** DATASET ENTRIES follows **

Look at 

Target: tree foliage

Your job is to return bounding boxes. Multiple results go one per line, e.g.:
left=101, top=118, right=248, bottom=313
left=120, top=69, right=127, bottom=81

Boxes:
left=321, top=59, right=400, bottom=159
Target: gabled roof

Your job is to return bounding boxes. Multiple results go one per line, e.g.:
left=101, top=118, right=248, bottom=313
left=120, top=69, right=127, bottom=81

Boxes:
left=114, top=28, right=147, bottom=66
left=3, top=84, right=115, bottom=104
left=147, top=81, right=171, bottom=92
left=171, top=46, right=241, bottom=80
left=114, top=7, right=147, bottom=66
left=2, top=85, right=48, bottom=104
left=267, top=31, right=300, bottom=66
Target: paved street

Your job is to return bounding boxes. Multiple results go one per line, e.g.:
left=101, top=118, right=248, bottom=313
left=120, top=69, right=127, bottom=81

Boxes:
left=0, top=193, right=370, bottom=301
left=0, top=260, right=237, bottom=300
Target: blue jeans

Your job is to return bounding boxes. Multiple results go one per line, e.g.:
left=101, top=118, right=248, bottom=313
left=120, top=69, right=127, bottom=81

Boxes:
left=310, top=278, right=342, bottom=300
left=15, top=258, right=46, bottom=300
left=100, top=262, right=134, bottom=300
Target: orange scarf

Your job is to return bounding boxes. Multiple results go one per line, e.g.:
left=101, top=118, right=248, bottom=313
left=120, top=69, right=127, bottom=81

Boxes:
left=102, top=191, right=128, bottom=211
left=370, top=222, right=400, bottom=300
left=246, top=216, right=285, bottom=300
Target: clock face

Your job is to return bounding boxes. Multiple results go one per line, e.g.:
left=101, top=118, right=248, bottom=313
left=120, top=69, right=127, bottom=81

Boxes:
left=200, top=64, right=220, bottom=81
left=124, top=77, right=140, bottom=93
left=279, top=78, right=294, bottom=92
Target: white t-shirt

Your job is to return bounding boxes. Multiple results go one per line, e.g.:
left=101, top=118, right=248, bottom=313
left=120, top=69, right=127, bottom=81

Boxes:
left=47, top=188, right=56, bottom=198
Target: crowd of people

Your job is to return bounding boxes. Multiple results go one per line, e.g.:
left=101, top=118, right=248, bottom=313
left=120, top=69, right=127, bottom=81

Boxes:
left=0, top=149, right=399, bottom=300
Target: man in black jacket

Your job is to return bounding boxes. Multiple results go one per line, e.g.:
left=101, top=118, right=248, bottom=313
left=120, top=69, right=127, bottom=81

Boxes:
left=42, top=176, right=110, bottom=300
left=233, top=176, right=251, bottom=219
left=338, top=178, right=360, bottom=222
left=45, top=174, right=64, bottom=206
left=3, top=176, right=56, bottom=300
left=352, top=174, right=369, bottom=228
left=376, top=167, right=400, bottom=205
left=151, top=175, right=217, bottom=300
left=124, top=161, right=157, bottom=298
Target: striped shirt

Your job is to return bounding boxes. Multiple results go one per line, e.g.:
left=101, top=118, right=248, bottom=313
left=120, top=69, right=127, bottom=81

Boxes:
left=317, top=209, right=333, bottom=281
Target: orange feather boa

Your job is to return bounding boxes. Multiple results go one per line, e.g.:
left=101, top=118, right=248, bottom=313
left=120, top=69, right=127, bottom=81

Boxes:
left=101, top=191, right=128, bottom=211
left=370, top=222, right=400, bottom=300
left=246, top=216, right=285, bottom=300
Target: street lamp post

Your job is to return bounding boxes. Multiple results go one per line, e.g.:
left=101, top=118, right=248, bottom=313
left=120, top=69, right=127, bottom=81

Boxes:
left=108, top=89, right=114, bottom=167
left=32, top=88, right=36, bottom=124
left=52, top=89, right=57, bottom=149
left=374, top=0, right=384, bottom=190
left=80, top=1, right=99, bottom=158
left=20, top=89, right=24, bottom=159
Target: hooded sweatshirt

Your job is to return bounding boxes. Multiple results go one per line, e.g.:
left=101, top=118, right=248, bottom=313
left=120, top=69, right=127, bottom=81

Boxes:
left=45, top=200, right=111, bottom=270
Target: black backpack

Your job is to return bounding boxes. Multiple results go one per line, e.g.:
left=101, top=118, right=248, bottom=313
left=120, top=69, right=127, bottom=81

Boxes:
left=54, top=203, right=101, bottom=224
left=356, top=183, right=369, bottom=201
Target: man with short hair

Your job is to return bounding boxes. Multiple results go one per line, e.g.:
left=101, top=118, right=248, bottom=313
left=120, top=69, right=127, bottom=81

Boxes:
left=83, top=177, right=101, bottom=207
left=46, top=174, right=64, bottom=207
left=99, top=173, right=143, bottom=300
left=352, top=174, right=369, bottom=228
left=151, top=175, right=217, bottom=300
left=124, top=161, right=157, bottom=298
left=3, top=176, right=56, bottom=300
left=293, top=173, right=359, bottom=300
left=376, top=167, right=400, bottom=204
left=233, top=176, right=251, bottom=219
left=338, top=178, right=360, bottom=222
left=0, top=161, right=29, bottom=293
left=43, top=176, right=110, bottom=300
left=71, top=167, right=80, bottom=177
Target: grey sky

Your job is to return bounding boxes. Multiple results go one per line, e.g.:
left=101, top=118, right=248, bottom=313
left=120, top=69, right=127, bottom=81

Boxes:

** End of DATASET ENTRIES **

**WORK TO BE COMPLETED**.
Take the line holding "Target: grey sky" and all lines after it through the end of the data, and set them down exactly.

**WRITTEN ANSWER**.
Target: grey sky

Your job is to return bounding boxes. Multiple results go one per line, e.g.:
left=101, top=118, right=248, bottom=313
left=120, top=69, right=127, bottom=81

Boxes:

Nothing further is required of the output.